* [To do] Where the records below begin, start copying, and stop after the line that contains "ok so I need the boxes for every cracked"; reproduce every line exactly but omit pictures.

* [Input for this task]
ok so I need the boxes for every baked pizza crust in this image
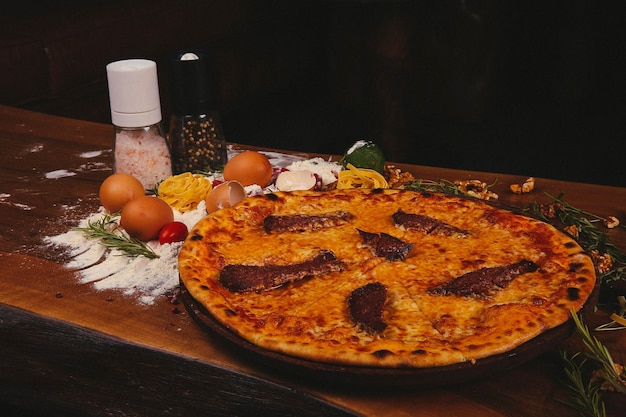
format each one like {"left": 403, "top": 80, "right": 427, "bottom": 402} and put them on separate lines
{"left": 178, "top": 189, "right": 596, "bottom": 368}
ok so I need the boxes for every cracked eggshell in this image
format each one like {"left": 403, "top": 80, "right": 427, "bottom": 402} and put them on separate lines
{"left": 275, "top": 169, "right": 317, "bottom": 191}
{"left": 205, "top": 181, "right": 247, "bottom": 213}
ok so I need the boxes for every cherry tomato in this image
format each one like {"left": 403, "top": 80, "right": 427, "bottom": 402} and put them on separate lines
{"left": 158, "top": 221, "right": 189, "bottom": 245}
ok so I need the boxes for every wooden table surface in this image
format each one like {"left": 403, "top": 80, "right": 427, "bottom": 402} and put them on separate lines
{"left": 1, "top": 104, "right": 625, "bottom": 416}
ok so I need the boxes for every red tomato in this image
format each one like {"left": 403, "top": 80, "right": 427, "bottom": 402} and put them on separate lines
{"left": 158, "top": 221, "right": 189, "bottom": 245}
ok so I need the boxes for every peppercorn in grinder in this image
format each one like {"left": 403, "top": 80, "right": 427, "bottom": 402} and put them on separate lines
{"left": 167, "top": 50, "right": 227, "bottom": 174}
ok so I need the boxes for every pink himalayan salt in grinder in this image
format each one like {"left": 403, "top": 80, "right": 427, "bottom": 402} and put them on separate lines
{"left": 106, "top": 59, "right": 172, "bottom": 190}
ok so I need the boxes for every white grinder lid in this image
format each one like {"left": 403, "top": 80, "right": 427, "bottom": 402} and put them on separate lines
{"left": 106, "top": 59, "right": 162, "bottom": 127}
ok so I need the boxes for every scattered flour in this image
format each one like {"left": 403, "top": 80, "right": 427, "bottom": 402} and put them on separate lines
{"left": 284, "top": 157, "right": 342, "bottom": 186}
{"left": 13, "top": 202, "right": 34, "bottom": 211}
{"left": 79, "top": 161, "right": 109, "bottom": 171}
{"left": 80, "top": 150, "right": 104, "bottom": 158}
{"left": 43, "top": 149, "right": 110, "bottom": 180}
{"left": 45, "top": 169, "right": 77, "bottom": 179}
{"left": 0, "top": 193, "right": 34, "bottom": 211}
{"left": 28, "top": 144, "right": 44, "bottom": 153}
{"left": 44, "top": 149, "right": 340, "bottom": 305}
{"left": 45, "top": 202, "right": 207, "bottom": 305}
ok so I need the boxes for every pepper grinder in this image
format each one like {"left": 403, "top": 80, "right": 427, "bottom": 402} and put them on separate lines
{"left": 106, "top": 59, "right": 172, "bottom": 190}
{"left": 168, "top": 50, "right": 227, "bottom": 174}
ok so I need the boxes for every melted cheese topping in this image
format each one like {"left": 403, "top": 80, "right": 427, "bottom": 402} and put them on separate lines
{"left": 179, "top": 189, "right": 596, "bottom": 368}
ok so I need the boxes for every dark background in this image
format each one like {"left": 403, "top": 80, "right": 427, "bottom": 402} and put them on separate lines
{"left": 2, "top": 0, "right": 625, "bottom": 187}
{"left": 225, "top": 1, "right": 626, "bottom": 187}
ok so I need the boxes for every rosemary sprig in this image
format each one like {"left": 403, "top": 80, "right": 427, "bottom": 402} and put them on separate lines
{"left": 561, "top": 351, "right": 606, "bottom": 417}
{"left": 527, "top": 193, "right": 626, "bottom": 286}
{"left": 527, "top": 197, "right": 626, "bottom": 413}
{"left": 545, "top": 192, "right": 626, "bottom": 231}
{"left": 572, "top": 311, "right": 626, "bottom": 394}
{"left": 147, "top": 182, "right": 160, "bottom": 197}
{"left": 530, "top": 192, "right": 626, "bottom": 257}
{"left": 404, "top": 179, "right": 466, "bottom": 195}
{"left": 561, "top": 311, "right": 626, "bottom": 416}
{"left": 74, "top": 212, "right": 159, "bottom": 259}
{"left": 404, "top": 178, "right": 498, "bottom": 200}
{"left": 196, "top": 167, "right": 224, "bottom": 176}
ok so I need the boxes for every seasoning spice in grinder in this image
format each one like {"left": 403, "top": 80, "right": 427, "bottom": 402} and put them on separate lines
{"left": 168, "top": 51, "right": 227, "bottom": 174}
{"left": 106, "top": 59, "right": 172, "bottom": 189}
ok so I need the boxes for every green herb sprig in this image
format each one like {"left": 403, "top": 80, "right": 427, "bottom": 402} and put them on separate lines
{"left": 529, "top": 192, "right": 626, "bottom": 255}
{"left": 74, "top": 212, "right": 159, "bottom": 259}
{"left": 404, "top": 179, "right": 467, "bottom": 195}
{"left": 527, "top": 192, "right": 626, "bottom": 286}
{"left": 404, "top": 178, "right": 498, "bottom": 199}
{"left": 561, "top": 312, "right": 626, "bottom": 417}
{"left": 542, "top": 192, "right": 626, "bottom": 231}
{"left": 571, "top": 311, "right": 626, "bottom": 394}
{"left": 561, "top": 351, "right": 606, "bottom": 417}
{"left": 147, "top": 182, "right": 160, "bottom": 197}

* [Result below]
ok so I need the boxes for every baked pizza crust in this image
format each one like {"left": 403, "top": 80, "right": 427, "bottom": 402} and put them on separate lines
{"left": 178, "top": 189, "right": 596, "bottom": 368}
ok so I need the boxes for every cracked eggshell in this image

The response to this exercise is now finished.